*** Opening of SUPPLIED MATERIAL ***
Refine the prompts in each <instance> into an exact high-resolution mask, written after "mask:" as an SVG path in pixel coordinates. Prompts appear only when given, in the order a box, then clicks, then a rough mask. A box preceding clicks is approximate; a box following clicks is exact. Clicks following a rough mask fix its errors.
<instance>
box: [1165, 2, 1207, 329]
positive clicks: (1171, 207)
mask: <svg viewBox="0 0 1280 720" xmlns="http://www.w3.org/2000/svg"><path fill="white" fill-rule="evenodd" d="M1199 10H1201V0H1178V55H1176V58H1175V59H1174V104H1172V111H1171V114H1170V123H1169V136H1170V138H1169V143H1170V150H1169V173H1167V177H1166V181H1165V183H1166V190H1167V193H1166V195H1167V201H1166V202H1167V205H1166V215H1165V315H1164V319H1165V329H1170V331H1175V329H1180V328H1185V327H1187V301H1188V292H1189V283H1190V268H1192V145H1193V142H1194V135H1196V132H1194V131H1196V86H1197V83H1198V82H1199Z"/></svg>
*** Close of SUPPLIED MATERIAL ***
JOB - Reproduce every entry above verbatim, from the first line through the final mask path.

RESPONSE TO THIS EXERCISE -
Refine the prompts in each <instance> into an exact high-resolution mask, written after "mask:" as an SVG path in pixel coordinates. Prompts appear only when given, in the order a box, then clicks, then a rough mask. A box preceding clicks is approximate; a box following clicks is exact. Clicks following a rough mask fix its errors.
<instance>
box: [1165, 2, 1207, 329]
positive clicks: (1171, 207)
mask: <svg viewBox="0 0 1280 720" xmlns="http://www.w3.org/2000/svg"><path fill="white" fill-rule="evenodd" d="M1199 10H1201V0H1178V55H1176V58H1175V59H1174V104H1172V111H1171V114H1170V123H1169V136H1170V138H1169V143H1170V150H1169V173H1167V177H1166V181H1165V183H1166V190H1167V193H1166V195H1167V201H1166V202H1167V205H1166V215H1165V315H1164V319H1165V329H1170V331H1175V329H1180V328H1185V327H1187V301H1188V292H1189V283H1190V268H1192V145H1193V142H1194V135H1196V132H1194V131H1196V86H1197V83H1198V82H1199Z"/></svg>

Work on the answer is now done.